**THE EXERCISE**
Return every line of the rows below that contains the string "hedge", matching case exactly.

**LISTED ENTRIES**
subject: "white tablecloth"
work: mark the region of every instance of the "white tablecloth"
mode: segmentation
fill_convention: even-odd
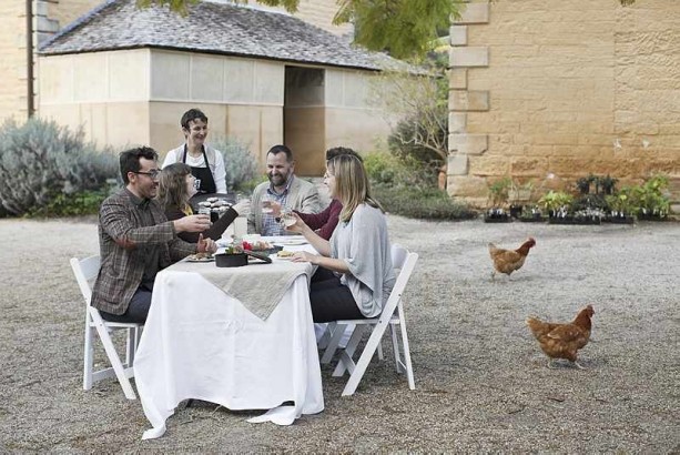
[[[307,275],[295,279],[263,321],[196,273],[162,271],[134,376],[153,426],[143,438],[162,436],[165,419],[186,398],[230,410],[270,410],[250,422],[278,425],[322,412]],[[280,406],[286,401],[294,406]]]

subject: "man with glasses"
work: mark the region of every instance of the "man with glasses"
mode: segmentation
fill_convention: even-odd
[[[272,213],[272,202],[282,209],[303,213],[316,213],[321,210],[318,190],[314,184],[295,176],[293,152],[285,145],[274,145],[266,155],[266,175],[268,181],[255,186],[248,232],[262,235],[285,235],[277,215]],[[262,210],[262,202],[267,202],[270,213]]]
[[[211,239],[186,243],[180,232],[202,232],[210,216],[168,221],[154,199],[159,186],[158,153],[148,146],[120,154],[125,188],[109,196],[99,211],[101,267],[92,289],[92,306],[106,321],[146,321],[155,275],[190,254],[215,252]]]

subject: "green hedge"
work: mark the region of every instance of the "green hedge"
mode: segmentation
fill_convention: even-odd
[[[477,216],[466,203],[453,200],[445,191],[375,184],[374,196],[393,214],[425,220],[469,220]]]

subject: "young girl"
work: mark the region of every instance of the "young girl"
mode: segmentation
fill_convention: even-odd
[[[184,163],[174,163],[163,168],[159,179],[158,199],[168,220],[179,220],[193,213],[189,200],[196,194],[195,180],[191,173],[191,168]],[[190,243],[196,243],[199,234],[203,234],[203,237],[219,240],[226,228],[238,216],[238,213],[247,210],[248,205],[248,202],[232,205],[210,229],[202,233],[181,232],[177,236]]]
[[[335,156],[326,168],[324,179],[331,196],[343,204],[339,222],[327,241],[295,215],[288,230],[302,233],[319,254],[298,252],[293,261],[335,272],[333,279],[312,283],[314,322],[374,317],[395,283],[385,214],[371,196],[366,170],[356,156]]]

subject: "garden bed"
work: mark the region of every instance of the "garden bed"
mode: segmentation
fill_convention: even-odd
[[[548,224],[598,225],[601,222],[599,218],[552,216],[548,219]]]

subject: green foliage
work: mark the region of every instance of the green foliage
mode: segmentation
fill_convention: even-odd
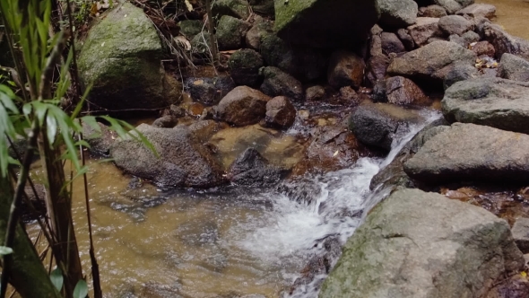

**REPLY TO THE TASK**
subject: "green hedge"
work: mark the region of every instance of the "green hedge"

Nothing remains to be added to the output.